Saved entries:
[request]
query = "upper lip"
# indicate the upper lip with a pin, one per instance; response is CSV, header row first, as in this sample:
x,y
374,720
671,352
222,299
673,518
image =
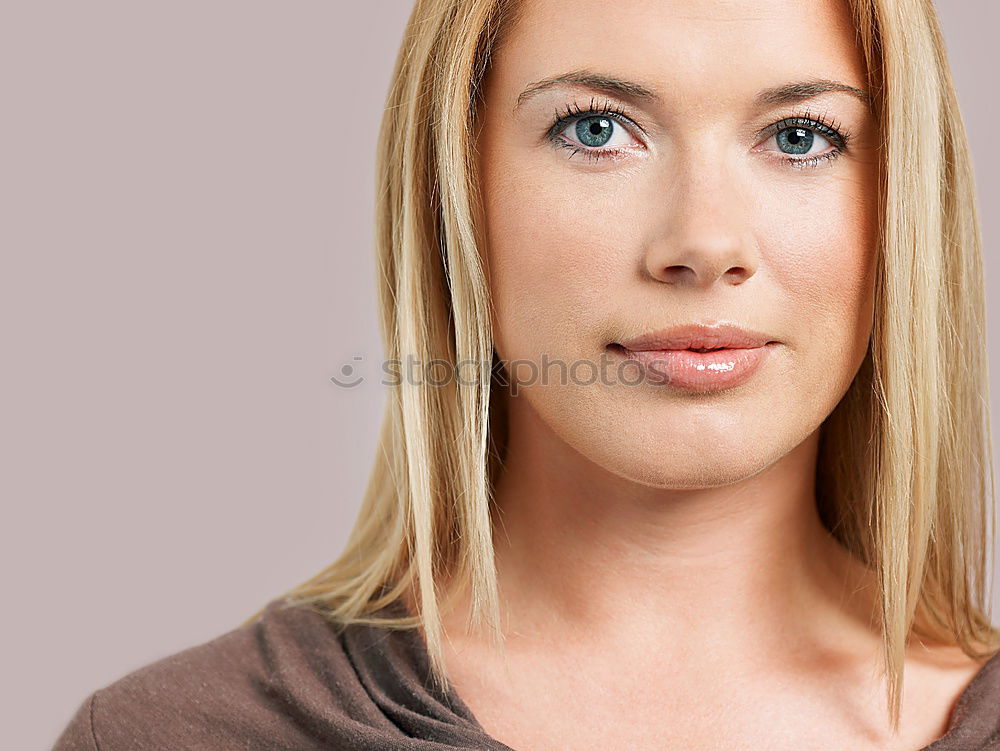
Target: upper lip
x,y
697,336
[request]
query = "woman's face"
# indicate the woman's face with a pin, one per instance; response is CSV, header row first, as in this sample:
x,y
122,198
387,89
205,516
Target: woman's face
x,y
647,165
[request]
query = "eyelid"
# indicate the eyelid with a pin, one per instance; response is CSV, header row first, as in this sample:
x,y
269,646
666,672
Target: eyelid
x,y
831,130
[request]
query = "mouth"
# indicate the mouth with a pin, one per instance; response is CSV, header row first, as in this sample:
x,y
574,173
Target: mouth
x,y
698,358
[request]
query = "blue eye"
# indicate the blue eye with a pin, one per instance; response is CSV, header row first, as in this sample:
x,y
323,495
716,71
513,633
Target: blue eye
x,y
596,131
806,141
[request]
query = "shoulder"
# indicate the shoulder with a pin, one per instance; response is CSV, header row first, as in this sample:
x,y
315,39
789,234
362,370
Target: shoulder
x,y
240,690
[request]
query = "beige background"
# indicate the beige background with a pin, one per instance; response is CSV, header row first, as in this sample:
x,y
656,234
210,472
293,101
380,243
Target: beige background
x,y
187,258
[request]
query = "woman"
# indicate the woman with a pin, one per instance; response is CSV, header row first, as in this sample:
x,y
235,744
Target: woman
x,y
722,482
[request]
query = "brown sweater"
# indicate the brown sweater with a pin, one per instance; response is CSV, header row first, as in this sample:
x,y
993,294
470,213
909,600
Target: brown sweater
x,y
289,682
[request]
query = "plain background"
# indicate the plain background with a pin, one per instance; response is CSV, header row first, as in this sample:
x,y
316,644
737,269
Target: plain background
x,y
186,227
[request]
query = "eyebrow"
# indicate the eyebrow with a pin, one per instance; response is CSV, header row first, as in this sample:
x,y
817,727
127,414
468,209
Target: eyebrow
x,y
783,94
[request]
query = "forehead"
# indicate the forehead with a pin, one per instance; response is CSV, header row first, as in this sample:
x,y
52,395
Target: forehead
x,y
699,52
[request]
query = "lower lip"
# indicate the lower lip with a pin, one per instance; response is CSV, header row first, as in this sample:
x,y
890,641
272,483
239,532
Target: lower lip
x,y
701,371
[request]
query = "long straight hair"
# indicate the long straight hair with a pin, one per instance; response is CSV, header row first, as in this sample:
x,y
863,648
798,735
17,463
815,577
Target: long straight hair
x,y
905,475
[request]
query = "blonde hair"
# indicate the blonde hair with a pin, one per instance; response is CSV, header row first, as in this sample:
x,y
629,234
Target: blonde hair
x,y
904,458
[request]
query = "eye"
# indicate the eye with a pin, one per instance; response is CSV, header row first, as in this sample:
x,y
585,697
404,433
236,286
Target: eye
x,y
599,131
799,141
805,141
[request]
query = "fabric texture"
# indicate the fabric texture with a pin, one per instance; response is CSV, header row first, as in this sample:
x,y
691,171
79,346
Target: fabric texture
x,y
291,681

=== DIRECTIONS FOR THIS TASK ===
Reproduce all of the entries word for word, skipping any pictures they hold.

=== REPLY TO THE TASK ===
[request]
query = "upper lip"
# indicate the upper lip with a pin, one per instance; response is CSV, header row first, as in this sample:
x,y
374,720
671,352
222,299
673,518
image =
Target: upper lip
x,y
697,336
[request]
query = "woman's face"
# indicate the woman's face with a pin, one per instance; response is CSV, header row first, as in this sample:
x,y
122,198
387,89
205,516
Target: woman's face
x,y
647,165
[request]
query = "eyelid"
# indicate the eyelid with a pin, one per instance; response is CSV, header row first, as in this sample:
x,y
269,646
666,672
Target: eyelid
x,y
831,130
[request]
query = "mouth"
# indicate the mouth with a pin, one per instance; response is CSV, header row first, as in this sample:
x,y
574,173
Target: mouth
x,y
698,358
[request]
query = "blue eye"
# indicate the blue eye with a pin, one per instance; response is CSV, header row first, as in this sample:
x,y
323,495
716,71
513,633
Target: blue eye
x,y
596,131
806,141
[request]
query = "shoulder"
# indicate the shoulder with a pin, one per instance; response is CSV, header row first, as in this sample:
x,y
315,39
789,234
362,370
Target: shoulder
x,y
240,690
[request]
query = "beige background"
# indicate the beige background with a pin, one per instance; response is CSV, header row first, as in this sample:
x,y
656,234
210,472
293,101
380,243
Target: beige background
x,y
187,258
[request]
query = "woman"
# indicate the woman with a pin, one per instance; response is CSV, header row first, as in this sample:
x,y
235,744
Target: woman
x,y
722,482
[request]
query = "brown sweater"
# indicate the brown sweater with a pin, one per instance; response is CSV, header row first, as in this sample:
x,y
993,294
470,213
909,600
Target: brown sweater
x,y
289,682
[request]
query = "plain background"
# indicate the plain background with a pin, one per instance; response is CSV, header row first, as in this sample:
x,y
316,644
737,269
Target: plain background
x,y
186,227
[request]
query = "eyebrow"
# indicate the eyebrow with a pin, one per instance; response is CSV, header row first, as in this sample:
x,y
817,727
127,414
468,209
Target: eyebrow
x,y
783,94
[request]
query = "forehead"
# indicate the forehead with a pin, one per instance; response is CSV, header row first, as in this sample:
x,y
52,395
Target: forehead
x,y
699,52
[request]
query = "lower lip"
# indicate the lower lip with a pin, one per instance; response is CSV, header row first, as in this sample:
x,y
890,641
272,483
239,532
Target: lower lip
x,y
701,371
[request]
query = "long straight hair"
# indicate the long straight hair with a pin, one per instance; response is CSV, header row first, as in this sample:
x,y
863,648
798,735
17,463
815,577
Target: long straight hair
x,y
905,475
[request]
query = "blonde hair"
# indicate the blonde hair with a pin, one per instance; response is CSV, header row first, as in this sample:
x,y
629,234
Target: blonde hair
x,y
904,458
[request]
query = "eye"
# indicate the eye with a pin, one per instance; response is CSV, header row first, as in this sample:
x,y
585,697
404,433
236,286
Target: eye
x,y
599,131
799,141
805,141
[request]
query = "fabric texture"
# indicate the fabric texture with a pin, one per instance; response is CSV, header row first, as in this sample:
x,y
691,171
79,346
Target: fabric texture
x,y
291,681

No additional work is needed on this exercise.